--- BEGIN Excerpt ---

Some things I believe

If you're like me, you probably can't get away from talking about homosexuality lately.  It's always up on Facebook, and I'm in several debates on the topic.  Of course, as a Catholic, I believe the only acceptable use of the sexual faculty is within marriage and ordered to create life (even if, by no fault of the spouses, it cannot create life at the moment), and so I consider homosexual activity to be sinful.  That's not the subject of the debates, though.  I don't think people really mind so much that I have this belief, because it is part of my religion and there's nothing hateful about it; I simply think that certain actions are morally wrong and will separate you from God.

No, the debates are about how much discrimination against gays is too much. [My answer, "any discrimination at all," is straight from the Catechism, and yet people are shocked that I believe this.]  I find myself feeling very depressed.  Most of my friends are Catholic.  So when an issue comes up, I sort of expect that we will band together and all agree ... but what happens more often is that I'm saddened at how little we agree.  I do believe some things are up for debate, so of course there is room for disagreement.  But in other things, like the law of charity, it seems pretty cut and dried to me.  And worst of all, when I voice my opinion on something I truly believe is true and supported by Catholic teaching, I am sometimes told that I'm not Catholic at all.

So I decided to compile a list of some things I believe.  Some of these are unpopular among conservative Catholics.  Some of them are condemned as heresy by conservative Catholics, though they're not able to explain to me how that is.  Here goes.

1.  I believe that the supreme law is the law of charity.  If the only thing you get out of the Bible is "Love one another as I have loved you," you've gotten pretty far.  But if you get everything else out of the Bible BUT that one sentence, you're a gong clashing in the wilderness.  It's all just empty talk.  Believe everything else Jesus said and the Church teaches -- but if you think another doctrine contradicts the law of charity, you are understanding it wrong.  God never tells us that there are some people we can't love, or some excuses for not loving.

2.  I believe that charity is shown in actions, or it doesn't exist.  Charity is not a vague feeling of well-being toward all humanity.  If I see my brother shivering and starving, and say to him "Be warm and well-dressed," I am a hypocrite.  And if I spend my time judging others and excluding them based on my judgments, rather than worrying about the plank in my own eye, I'm being a lot more like the Pharisees than like Christ.

--- END Excerpt ---
--- BEGIN Material supplied ---

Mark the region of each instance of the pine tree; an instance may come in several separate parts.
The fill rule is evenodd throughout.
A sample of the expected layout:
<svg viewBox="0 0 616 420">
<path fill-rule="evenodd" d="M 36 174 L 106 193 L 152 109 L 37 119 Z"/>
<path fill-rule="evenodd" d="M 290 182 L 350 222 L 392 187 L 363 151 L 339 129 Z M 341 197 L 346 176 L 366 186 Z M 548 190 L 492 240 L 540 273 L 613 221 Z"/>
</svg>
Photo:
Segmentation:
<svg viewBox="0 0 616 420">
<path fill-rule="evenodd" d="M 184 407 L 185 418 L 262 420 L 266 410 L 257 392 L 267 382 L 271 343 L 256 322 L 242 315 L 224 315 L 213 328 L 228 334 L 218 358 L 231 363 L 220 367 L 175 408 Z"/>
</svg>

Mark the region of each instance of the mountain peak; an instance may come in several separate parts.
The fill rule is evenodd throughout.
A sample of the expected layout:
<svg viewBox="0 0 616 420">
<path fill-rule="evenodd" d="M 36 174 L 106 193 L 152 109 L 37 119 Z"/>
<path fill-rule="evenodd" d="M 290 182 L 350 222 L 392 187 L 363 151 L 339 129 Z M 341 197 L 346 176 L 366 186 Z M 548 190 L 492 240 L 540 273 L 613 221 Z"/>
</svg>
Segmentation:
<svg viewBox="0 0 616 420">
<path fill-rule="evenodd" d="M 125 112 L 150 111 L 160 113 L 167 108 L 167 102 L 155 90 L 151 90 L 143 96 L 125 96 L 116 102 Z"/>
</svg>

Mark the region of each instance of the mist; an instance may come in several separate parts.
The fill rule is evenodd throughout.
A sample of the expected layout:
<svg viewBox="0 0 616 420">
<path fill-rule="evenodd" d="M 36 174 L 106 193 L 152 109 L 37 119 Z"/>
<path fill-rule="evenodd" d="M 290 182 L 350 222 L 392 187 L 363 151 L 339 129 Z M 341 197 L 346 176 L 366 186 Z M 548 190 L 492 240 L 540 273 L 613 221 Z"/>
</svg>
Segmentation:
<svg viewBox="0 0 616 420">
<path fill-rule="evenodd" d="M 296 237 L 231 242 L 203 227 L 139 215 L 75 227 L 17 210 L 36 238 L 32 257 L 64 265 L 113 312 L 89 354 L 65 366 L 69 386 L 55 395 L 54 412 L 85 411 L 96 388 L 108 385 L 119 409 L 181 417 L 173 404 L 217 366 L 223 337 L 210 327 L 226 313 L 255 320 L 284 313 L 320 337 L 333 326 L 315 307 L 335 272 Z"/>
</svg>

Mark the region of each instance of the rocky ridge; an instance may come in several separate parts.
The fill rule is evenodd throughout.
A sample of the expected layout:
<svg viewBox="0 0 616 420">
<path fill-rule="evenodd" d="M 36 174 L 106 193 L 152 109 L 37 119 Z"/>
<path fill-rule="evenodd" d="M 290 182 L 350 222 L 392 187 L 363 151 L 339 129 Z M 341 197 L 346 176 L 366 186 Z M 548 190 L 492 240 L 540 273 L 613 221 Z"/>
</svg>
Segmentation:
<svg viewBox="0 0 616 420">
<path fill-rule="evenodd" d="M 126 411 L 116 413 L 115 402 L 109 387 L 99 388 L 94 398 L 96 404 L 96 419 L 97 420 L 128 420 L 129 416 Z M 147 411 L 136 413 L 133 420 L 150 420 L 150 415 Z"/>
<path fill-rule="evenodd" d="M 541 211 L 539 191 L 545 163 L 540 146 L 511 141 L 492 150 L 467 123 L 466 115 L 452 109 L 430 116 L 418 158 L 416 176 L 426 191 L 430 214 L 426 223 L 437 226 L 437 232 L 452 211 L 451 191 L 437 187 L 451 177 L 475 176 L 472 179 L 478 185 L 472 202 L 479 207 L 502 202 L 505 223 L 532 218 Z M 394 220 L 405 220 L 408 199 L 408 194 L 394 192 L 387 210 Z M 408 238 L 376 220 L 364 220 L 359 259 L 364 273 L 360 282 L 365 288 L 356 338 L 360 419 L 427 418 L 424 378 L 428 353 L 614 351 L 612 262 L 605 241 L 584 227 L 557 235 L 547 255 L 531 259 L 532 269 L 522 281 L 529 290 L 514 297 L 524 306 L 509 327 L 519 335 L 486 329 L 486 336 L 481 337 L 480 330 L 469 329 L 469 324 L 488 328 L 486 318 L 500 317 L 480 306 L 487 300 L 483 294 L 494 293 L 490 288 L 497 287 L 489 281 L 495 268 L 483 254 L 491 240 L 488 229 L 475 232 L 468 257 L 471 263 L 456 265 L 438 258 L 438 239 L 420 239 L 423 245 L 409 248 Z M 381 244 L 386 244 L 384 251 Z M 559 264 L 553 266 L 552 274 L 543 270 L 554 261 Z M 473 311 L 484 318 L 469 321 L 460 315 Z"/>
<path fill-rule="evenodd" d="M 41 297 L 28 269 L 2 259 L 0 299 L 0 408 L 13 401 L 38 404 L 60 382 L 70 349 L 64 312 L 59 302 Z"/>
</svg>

--- END Material supplied ---
--- BEGIN Material supplied ---

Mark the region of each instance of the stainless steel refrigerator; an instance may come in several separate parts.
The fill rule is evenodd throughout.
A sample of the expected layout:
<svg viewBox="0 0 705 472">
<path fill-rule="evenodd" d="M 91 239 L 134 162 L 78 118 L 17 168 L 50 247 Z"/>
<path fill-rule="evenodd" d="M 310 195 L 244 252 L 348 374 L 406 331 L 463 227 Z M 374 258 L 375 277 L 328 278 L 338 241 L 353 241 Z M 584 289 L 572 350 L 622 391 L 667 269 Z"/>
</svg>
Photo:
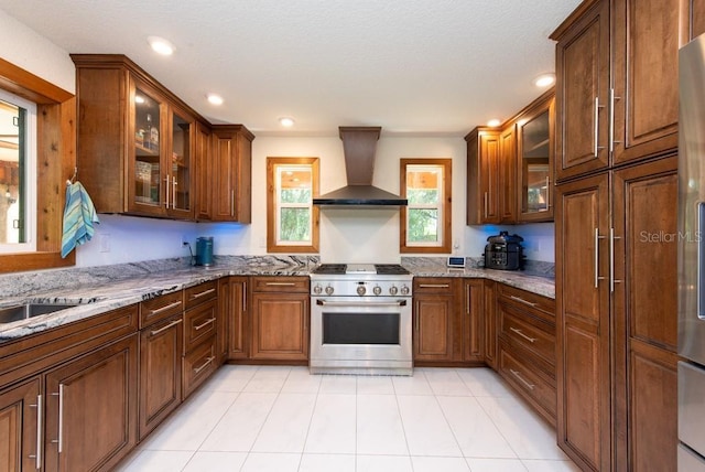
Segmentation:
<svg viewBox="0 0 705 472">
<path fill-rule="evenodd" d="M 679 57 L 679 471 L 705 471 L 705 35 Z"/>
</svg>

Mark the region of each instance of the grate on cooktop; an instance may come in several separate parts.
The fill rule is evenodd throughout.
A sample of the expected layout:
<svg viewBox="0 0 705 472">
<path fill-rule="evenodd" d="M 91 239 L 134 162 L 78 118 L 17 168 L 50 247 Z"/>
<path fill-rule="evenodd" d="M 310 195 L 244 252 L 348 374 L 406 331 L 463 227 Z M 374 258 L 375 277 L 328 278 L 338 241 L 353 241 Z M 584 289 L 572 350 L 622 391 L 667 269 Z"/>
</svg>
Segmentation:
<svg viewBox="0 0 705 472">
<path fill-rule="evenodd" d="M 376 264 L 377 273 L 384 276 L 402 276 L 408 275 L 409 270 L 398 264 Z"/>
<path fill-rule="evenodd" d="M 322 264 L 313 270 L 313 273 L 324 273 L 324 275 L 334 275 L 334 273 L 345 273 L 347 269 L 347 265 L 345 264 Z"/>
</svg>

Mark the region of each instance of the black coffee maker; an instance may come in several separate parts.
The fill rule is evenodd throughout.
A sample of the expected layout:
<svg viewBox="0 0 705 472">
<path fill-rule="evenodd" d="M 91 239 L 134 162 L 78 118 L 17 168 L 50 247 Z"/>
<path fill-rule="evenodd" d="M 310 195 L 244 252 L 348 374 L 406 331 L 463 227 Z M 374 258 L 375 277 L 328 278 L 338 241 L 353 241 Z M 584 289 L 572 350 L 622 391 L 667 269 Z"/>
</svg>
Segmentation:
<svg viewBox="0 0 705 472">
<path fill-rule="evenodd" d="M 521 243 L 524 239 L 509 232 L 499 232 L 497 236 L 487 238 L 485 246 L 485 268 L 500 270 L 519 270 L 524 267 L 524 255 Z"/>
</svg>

--- END Material supplied ---
--- BEGIN Material supplied ---

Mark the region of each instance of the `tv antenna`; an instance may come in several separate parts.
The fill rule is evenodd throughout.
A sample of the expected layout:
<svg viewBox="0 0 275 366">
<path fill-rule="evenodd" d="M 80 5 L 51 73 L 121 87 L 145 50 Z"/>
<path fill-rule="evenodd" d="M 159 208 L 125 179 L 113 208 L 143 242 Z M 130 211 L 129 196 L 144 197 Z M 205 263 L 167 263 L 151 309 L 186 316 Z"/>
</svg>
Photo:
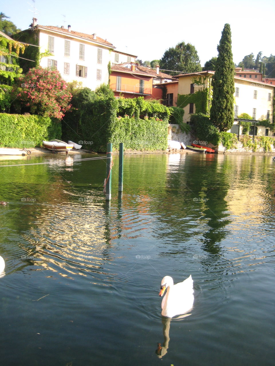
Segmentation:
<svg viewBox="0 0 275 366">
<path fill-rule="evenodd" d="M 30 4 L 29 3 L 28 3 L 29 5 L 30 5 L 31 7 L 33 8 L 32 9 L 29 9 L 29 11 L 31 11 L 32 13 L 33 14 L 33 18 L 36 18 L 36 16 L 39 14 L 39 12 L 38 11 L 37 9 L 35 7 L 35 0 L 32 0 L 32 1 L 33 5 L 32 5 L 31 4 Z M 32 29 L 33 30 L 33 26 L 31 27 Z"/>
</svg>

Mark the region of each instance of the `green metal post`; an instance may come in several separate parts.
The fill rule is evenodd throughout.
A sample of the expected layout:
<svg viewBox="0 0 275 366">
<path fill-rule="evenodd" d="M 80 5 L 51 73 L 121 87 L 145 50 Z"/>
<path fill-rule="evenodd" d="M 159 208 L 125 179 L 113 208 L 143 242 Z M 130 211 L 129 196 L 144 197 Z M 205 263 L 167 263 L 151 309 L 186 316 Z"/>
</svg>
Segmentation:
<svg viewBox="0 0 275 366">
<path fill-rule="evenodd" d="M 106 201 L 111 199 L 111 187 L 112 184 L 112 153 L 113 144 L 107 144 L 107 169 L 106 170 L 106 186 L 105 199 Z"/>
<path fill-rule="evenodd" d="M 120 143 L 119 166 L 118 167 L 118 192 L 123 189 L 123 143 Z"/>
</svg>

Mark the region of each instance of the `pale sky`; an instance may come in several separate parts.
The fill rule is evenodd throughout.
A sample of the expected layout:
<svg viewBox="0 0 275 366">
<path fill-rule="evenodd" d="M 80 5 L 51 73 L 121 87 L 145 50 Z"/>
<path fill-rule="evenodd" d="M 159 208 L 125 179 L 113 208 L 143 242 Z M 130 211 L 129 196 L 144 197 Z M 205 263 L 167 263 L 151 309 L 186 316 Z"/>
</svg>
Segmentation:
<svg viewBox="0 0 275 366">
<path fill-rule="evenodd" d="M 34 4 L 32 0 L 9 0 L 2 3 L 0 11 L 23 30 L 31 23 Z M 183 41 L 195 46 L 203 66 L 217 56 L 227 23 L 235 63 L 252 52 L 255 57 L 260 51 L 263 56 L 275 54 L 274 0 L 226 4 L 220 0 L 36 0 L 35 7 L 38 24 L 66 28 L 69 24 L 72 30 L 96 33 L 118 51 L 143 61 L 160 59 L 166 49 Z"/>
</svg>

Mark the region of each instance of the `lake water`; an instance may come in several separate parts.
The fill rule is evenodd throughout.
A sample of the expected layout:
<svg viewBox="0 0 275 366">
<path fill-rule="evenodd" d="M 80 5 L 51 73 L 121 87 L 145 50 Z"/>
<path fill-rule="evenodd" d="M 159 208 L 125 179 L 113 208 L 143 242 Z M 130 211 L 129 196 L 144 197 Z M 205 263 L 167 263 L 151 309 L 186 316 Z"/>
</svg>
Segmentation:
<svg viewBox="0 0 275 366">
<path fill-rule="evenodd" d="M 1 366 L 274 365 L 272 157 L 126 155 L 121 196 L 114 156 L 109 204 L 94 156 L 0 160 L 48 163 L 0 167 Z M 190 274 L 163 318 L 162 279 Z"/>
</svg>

--- END Material supplied ---

* Directives
1. According to the post on Catholic belief and charity, what is the supreme law?
2. Resume the post on Catholic belief and charity from where it stops by adding the next numbered points in the same voice.

* The responses
1. The law of charity.

2.
3.  I believe love drives me to seek the salvation of others.  There's nothing better than to see a sinner leave his sin and come to God.

4.  However, I believe that I cannot force the salvation of others.  If they don't want to leave their sin and come to God, there's nothing I can do but hope, pray, and stay close to them to give a good example and be there for them if they change their mind.  Trying to coerce someone through law, or punishing them with some form of discrimination until they change their mind, is wrong.

5.  Meanwhile I am aware that I'm a sinner too, and just because my sins are secret doesn't mean they aren't just as bad.  I know what it feels like to be attached to a specific sin.  Maybe you convince yourself it isn't sinful, or else you know it's bad but think you can't stop it.  And I know that there's never been anything someone else could do to free me from that sin.  I had to make that journey on my own.  Having people around rooting for me helped.  Having people judge, criticize, or exclude me didn't.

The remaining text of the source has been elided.